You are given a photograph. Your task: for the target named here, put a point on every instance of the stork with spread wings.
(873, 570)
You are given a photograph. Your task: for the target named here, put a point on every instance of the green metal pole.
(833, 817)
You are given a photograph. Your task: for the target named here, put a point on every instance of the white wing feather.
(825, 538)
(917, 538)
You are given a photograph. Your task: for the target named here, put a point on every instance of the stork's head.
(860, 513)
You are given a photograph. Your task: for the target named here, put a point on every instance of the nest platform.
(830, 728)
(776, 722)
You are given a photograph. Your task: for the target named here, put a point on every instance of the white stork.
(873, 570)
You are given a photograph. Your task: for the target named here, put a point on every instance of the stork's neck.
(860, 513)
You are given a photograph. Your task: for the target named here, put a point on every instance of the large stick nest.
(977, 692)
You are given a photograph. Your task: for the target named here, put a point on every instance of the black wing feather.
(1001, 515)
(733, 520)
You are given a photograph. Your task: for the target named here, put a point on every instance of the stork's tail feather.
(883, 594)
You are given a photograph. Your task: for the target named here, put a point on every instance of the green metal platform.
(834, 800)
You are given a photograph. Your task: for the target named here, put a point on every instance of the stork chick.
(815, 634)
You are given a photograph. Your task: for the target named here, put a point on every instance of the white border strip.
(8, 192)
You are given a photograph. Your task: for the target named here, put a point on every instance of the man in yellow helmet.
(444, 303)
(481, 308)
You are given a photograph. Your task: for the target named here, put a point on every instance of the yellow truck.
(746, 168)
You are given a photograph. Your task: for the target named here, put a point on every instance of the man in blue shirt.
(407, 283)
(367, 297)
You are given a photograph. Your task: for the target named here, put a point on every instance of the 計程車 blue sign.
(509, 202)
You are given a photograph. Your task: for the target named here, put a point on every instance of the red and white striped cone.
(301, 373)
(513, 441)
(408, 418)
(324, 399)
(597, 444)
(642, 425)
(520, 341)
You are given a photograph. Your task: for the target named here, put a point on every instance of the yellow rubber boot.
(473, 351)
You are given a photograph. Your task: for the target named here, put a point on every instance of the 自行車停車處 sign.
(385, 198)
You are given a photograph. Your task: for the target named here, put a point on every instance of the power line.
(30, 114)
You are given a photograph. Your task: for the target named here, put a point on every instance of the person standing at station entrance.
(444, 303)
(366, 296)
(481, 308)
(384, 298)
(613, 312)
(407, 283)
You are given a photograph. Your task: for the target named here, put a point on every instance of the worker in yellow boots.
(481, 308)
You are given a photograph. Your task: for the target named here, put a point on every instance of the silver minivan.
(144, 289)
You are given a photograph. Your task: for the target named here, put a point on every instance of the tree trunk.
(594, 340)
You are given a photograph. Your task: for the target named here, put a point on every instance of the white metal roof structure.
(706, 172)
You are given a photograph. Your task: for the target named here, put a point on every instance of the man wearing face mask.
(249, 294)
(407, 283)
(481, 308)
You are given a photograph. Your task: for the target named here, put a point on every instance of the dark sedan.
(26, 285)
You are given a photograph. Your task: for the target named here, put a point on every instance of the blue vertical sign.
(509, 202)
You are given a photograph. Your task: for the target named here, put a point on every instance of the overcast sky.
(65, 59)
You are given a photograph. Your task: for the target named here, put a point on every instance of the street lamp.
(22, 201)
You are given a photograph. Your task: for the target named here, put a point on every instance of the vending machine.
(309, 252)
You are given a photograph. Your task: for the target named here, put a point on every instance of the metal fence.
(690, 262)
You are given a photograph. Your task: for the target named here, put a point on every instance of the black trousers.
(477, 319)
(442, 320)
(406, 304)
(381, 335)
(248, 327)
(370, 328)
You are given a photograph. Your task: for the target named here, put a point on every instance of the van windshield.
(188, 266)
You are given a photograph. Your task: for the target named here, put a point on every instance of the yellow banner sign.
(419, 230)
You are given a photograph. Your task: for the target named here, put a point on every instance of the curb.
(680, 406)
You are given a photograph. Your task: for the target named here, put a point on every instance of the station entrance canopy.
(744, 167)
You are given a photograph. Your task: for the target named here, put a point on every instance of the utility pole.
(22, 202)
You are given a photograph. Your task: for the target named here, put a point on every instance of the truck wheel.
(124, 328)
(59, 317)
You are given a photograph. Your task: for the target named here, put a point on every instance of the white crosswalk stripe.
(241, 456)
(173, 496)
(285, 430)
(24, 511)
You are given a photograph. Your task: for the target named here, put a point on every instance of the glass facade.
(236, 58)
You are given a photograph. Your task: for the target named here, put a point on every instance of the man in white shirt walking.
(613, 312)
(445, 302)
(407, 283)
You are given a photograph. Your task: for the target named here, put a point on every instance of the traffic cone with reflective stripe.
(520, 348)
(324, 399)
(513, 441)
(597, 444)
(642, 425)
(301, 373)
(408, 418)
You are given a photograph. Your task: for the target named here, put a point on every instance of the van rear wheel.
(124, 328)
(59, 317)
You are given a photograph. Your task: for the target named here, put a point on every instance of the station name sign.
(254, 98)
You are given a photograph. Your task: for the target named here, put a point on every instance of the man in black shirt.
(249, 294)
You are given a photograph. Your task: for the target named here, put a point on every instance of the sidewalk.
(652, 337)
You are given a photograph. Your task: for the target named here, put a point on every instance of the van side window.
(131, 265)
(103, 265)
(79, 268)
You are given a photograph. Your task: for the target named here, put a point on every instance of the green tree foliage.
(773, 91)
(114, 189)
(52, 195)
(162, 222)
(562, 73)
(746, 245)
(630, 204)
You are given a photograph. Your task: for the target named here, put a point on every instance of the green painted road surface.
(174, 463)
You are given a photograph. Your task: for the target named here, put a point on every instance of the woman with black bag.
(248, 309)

------------------------------

Task goal: Please repeat each entry. Keep every word the same.

Answer space:
You are given a photograph. Your task: for the target named here, put a point on every instance of the stork with spread wings.
(873, 570)
You are given a photograph. Your task: for the target named here, put a point on every instance of the green metal pole.
(833, 817)
You are given a photograph. Your task: for the target named here, put a point on every instance of the white wing feather.
(825, 538)
(917, 538)
You are given a photograph. Your task: for the target named here, put a point on every instance of the stork's head.
(860, 513)
You are given a photograph. Your task: for the target named here, put a point on every instance of the nest platform.
(830, 728)
(776, 722)
You are given a photograph. Your task: for the target named here, put a point on every instance of the white stork.
(873, 570)
You are given a photograph. Your task: for the target named here, put a point on every instance of the stork's neck.
(860, 513)
You are given a photograph. Your task: for the target named here, put a point on every instance of the large stick nest.
(977, 692)
You are given a photograph. Your task: for the target named here, put a point on every instance of the black wing feather.
(1001, 515)
(733, 520)
You are given a photograph. Your task: for the target named here, put a point on every instance of the stork's tail feather.
(883, 594)
You are given a photograph. Your task: for the target named here, put a point on every instance of the green metal platform.
(834, 800)
You are given a photograph. Your task: for the target named here, put a point on every instance of the stork chick.
(815, 634)
You are given a photograph. Your task: for the target named here, put a point on every instance of the white border strip.
(8, 192)
You are given a photograph. Your task: for the target named here, put a point on every instance of the man in yellow helmet.
(444, 303)
(481, 308)
You are given a photograph. Your task: for the target named here, put a point on every instance of the yellow truck.
(746, 168)
You are given a photograph. Your task: for the target named here, put a point on every instance of the man in blue shirt.
(407, 283)
(367, 297)
You are given a photograph. Your task: for the target named here, put a point on every instance of the 計程車 blue sign.
(509, 202)
You are given a photograph. Your task: for the target named here, put a point on every instance of the red and white striped cone.
(301, 373)
(513, 441)
(408, 418)
(324, 399)
(597, 444)
(642, 425)
(520, 341)
You are given a photograph. Your task: for the target named here, put a point on every instance of the yellow rubber boot.
(473, 351)
You are given a photograph. Your task: for the target named here, put a point on every instance of the 自行車停車處 sign.
(385, 198)
You are given a photograph. Your task: for the target named here, put a point on every instance of the power line.
(30, 114)
You are given a photograph. Your task: for the target named here, put a point on every instance of the person standing at station entrance.
(444, 303)
(366, 296)
(481, 308)
(384, 298)
(613, 312)
(407, 283)
You are given a photograph. Your task: for the target named here, put a point on every instance of the worker in yellow boots.
(481, 308)
You are given a photograph. Your task: for the target named here, put a point on every instance of the silver minivan.
(144, 289)
You are given a photograph. Your task: for the target named here, put a point on every instance of the tree trunk.
(594, 340)
You are given a photograph. Your task: for the target named here, put a point on every instance of the white metal roof structure.
(706, 172)
You are given a photograph. Your task: for the target named here, put a point on every instance of the man wearing face mask.
(249, 294)
(407, 283)
(481, 308)
You are given a photograph. Your task: for the target named here, put a point on every instance of the dark sedan.
(26, 285)
You are given a photograph. Your task: for the target named here, put a point on every instance of the blue vertical sign.
(509, 202)
You are given a photograph. Your task: for the target named here, put a point on every instance of the overcast sky.
(65, 59)
You are given a photograph. Your task: for the target named here, put a point on every instance of the street lamp.
(22, 201)
You are given a photograph. Your task: for the target named here, put a point on every instance of the vending machine.
(309, 252)
You are given a photograph. Your task: for the target named here, put a point on every instance of the metal fence.
(690, 262)
You are given a photograph. Your task: for the target named here, put a point on every instance of the black trousers.
(477, 319)
(442, 320)
(406, 304)
(381, 335)
(248, 327)
(370, 328)
You are given a photograph. Your task: for the target named here, put a point on every instance of the van windshield.
(188, 266)
You are given a photograph. Your task: for the target named here, put a point on every instance of the yellow banner sign.
(419, 230)
You are given a photograph. Your task: for the target named here, put a point on every instance of the curb.
(680, 406)
You are given a photograph. Your task: for the target named here, put a point on every instance of the station entrance canopy.
(744, 167)
You are given a photograph. Your task: for the target named here, put a point on every instance of the utility pole.
(22, 202)
You are given a photograph. Your task: for the target named here, put a point on every instance of the truck wheel.
(124, 328)
(59, 317)
You are given a photograph. Your task: for the target named here, put a point on every instance of the white crosswalk stripe.
(241, 456)
(173, 496)
(285, 430)
(24, 511)
You are given a photograph. Your task: for the target named here, put a point on every instance of the glass facade.
(236, 58)
You are given a photograph. Your task: for the target named here, put a point on every instance of the man in white shirt walking.
(613, 312)
(445, 302)
(407, 283)
You are given a photograph. Your task: for the target named here, put a point on every instance of the traffic cone with reflective stripe.
(520, 348)
(324, 399)
(513, 441)
(597, 444)
(642, 425)
(301, 373)
(408, 418)
You are given a photograph. Your task: for the target named here, put a point on every instance of the van rear wheel.
(124, 328)
(59, 317)
You are given a photograph. Your task: for the target named here, put a point on every instance of the station name sign.
(254, 98)
You are given a photograph. Your task: for the target named here, put a point on every instance of the man in black shirt.
(249, 294)
You are given a photograph. Your task: for the target named here, put a point on every instance of the sidewalk.
(652, 337)
You are given a photograph. Your task: for the target named here, put a point on every instance of the van side window.
(131, 265)
(103, 265)
(79, 268)
You are given a photograph. Your task: for the target named here, put a point on every instance of the green tree foliage.
(773, 91)
(114, 189)
(52, 195)
(162, 222)
(562, 73)
(746, 245)
(630, 204)
You are given a photograph. Your task: for the target named here, put a point on every instance of the green painted road surface.
(174, 463)
You are given a photograph. Your task: for the target named here, put a point on every instance of the woman with black bag.
(248, 309)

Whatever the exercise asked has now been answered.